■ **Your task**: Convert the records below into a JSON list of strings, one string per line, skipping blank lines and leaving out the pictures.

[START OF Stored rows]

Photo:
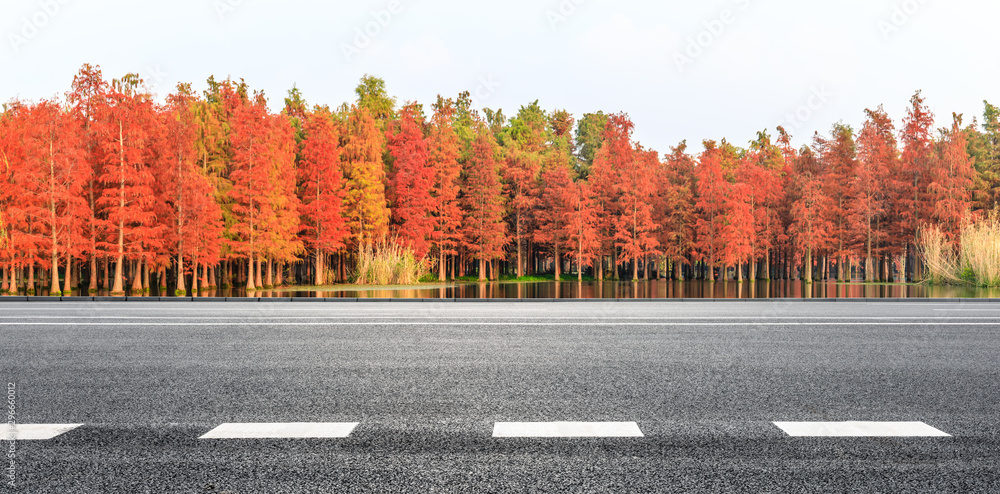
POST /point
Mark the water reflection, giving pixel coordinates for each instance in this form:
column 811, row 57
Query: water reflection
column 628, row 290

[END OF Stored rows]

■ **Exercise result**:
[
  "Photo:",
  "POST /point",
  "Mark the water reflection, giving pixel coordinates for each instance in this form:",
  "column 811, row 57",
  "Query: water reflection",
  "column 628, row 290"
]